§ TEXTE SOURCE:
------------------------------

Entre 2005 et 2016, on se demande combien d’heures vous dormiez par jour tant votre bibliographie regorge de titres. Auriez-vous eu une légère tendance insomniaque ?
Ha, drôle de remarque. Non, j’avais un travail de jour lorsque j’ai commencé à écrire. J’étais journaliste. Je travaillais toute la journée, je rentrais à la maison, je dînais en famille, je couchais les enfants et je restais tard à écrire. Et je buvais. Et le lendemain matin, j’avais la gueule de bois, j’allais travailler et je recommençais (rires). Je n’ai pas eu de « vrai » travail depuis 2008, car je suis devenu freelance. C’est vrai que ça fait longtemps que j’ai ce rythme. Je n’ai toujours pas de vie, c’est sûr, mais c’est okay.
On vous découvre en France avec The Blonde, qui est votre troisième roman, mais pour une découverte, c’était une découverte ! D’où vous est venue cette idée de nuit de folie ?

------------------------------

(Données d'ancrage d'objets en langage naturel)
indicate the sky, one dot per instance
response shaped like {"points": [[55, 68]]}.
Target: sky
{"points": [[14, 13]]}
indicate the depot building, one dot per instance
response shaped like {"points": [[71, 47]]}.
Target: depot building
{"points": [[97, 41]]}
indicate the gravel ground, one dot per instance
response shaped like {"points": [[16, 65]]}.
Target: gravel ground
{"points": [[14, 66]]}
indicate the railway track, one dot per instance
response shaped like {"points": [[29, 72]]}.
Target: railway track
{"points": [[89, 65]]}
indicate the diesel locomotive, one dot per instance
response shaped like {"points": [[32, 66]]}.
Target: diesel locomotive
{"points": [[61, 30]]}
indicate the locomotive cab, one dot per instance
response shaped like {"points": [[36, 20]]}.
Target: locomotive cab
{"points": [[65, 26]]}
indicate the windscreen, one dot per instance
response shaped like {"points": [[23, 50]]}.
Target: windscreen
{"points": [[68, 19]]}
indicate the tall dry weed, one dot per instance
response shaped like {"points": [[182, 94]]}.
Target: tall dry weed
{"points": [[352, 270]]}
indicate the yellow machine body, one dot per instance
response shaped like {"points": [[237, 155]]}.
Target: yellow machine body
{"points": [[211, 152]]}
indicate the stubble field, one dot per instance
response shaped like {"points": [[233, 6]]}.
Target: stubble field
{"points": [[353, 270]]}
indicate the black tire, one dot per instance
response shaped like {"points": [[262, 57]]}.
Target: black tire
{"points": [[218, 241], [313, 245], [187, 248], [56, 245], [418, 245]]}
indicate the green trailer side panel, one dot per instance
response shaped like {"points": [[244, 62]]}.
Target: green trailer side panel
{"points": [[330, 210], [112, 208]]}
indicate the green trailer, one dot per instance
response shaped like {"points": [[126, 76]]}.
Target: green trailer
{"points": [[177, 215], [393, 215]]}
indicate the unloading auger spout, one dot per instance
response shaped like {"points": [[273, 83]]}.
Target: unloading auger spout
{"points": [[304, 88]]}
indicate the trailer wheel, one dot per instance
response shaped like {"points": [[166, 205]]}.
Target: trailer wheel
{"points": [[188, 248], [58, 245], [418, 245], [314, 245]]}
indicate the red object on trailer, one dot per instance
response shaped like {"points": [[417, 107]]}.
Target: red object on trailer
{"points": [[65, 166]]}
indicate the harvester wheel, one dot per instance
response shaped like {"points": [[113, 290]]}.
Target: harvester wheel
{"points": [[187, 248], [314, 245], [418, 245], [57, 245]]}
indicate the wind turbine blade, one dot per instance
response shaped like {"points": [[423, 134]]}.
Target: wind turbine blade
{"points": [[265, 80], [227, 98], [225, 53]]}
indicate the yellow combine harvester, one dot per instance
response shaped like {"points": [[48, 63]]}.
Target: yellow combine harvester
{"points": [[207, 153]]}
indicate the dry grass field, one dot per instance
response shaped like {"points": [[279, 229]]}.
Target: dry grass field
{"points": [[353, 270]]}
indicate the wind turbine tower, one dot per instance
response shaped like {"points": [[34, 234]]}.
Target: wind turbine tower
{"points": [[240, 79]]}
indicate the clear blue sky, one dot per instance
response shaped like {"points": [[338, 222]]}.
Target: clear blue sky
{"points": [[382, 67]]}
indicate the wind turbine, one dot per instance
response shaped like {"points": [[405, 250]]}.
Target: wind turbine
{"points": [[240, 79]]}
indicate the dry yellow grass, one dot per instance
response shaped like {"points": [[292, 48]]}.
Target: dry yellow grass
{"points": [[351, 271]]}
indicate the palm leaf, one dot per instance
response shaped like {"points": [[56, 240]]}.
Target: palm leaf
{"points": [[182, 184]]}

------------------------------

§ LISTE DES EXERCICES:
- 1) Relevez toutes les années citées dans l'entretien.
- 2) Recopiez l'entretien de « Ha, drôle de » à « nuit de folie ? » en remplaçant « journaliste » par « photographe ».

§ CORRIGÉ DES EXERCICES:
- 1) 2005, 2016, 2008

- 2)
Ha, drôle de remarque. Non, j’avais un travail de jour lorsque j’ai commencé à écrire. J’étais photographe. Je travaillais toute la journée, je rentrais à la maison, je dînais en famille, je couchais les enfants et je restais tard à écrire. Et je buvais. Et le lendemain matin, j’avais la gueule de bois, j’allais travailler et je recommençais (rires). Je n’ai pas eu de « vrai » travail depuis 2008, car je suis devenu freelance. C’est vrai que ça fait longtemps que j’ai ce rythme. Je n’ai toujours pas de vie, c’est sûr, mais c’est okay.
On vous découvre en France avec The Blonde, qui est votre troisième roman, mais pour une découverte, c’était une découverte ! D’où vous est venue cette idée de nuit de folie ?